REQUIRED ACTIONS:
**A.** In the bit forum thread, why does one reply say that buying a Myler your horse ends up disliking isn't much of a loss? Explain in one to three sentences.
**B.** Repeat word for word the part of the bit forum thread starting at "If you show" and ending at "easy to resell.".
# start of SOURCE PASSAGE
# What Bit??



## DocIsMyPony (Oct 21, 2013)

My gelding has always been ridden in a tomb thumb, well recently he decided he doesn't like that bit anymore he's not performing like he used to doesn't turn stop, back, nothing I get no response with this bit, my trainer told me I should probably try switching his bit, she recommended a bit with a small port and jointed shank do you guys have any suggestions?? im not looking to spend a lot unless the bit is worth it, me and my horse do mostly western pleasure any help appreciated.


----------



## CLaPorte432 (Jan 3, 2012)

Look for a Jr Cow Horse bit.
_Posted via Mobile Device_


----------



## Fowl Play (Sep 22, 2009)

If you show western pleasure, you cannot show in a Jr. Cowhorse. I know you weren't wanting to spend a lot of money, but literally EVERY horse I've ever used this Myler on has liked it. Toklat - Horse Tack - Saddle Pads - Horse Riding Apparel - Myler Bits - Bits - Short Shank

We have switched several kids from a Tom Thumb/Argentine snaffle bit to this one because they were not responding well to the T.T. They have so many options with shank length and mouth piece with Mylers that you're pretty likely to find one that your horse really likes. And if you buy one that your horse doesn't like, they're pretty easy to resell.


----------



## GotaDunQH (Feb 13, 2011)

DocIsMyPony said:


> My gelding has always been ridden in a tomb thumb, well recently he decided he doesn't like that bit anymore he's not performing like he used to doesn't turn stop, back, nothing I get no response with this bit, my trainer told me I should probably try switching his bit, she recommended a bit with a small port and jointed shank do you guys have any suggestions?? im not looking to spend a lot unless the bit is worth it, me and my horse do mostly western pleasure any help appreciated.
# end of SOURCE PASSAGE
# start of EXTRACTED RECORDS
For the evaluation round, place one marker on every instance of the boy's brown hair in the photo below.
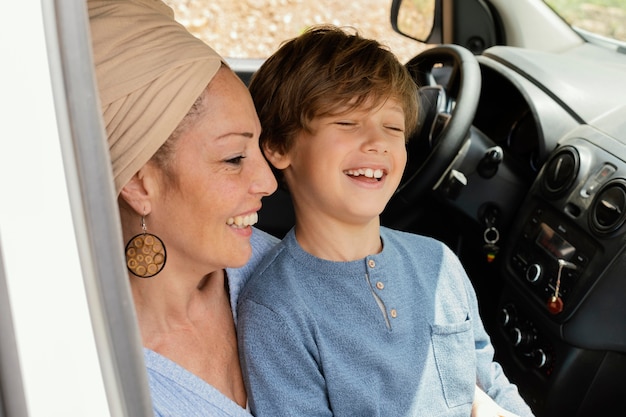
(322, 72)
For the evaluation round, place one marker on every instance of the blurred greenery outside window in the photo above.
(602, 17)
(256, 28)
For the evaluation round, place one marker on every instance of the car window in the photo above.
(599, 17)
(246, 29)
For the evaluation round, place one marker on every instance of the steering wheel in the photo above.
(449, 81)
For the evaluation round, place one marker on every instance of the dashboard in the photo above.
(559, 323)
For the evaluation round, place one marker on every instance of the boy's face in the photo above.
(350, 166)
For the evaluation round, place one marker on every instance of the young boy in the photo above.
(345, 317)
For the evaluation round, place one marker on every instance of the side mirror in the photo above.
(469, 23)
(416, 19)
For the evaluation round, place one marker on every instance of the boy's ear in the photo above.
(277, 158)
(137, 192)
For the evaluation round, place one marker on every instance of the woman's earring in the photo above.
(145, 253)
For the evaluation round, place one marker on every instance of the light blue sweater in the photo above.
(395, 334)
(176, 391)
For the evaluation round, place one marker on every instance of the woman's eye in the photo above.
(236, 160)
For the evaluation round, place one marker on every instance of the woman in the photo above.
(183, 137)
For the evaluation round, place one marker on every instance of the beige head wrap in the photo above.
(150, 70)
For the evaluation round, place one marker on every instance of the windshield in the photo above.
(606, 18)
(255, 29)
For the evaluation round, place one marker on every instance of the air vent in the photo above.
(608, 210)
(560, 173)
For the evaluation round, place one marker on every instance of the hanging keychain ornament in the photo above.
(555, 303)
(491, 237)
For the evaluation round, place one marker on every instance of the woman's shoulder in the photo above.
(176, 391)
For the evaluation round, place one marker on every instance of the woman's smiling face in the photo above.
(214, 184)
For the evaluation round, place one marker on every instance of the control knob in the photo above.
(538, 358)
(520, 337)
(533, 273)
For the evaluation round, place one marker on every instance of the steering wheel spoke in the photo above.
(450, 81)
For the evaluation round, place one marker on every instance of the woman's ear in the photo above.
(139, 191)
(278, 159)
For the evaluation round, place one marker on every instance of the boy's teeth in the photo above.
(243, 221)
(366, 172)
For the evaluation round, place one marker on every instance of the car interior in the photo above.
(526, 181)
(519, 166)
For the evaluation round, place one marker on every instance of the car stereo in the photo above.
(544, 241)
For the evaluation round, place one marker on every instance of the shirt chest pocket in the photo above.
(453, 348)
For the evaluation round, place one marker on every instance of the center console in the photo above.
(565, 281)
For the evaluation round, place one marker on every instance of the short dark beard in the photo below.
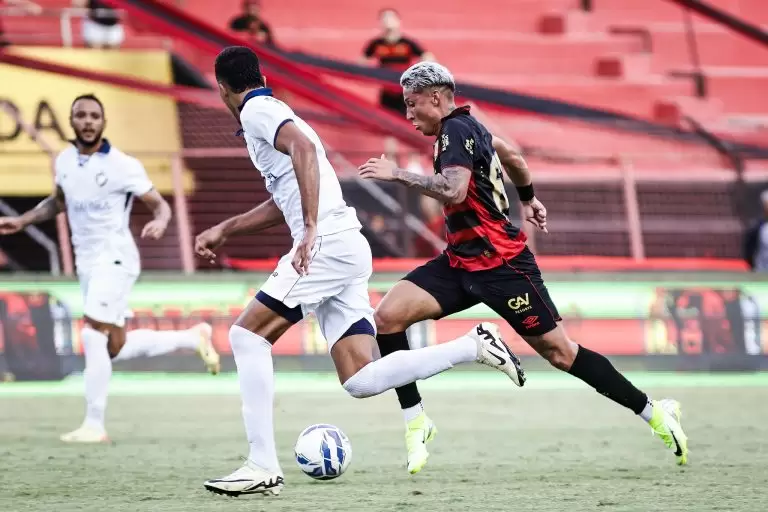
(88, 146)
# end of EXTRACTED RECORDS
SOLVED PROBLEMS:
**A.** That reply says Myler bits are pretty easy to resell. If you buy one your horse doesn't like, you can sell it again.

**B.**
If you show western pleasure, you cannot show in a Jr. Cowhorse. I know you weren't wanting to spend a lot of money, but literally EVERY horse I've ever used this Myler on has liked it. Toklat - Horse Tack - Saddle Pads - Horse Riding Apparel - Myler Bits - Bits - Short Shank

We have switched several kids from a Tom Thumb/Argentine snaffle bit to this one because they were not responding well to the T.T. They have so many options with shank length and mouth piece with Mylers that you're pretty likely to find one that your horse really likes. And if you buy one that your horse doesn't like, they're pretty easy to resell.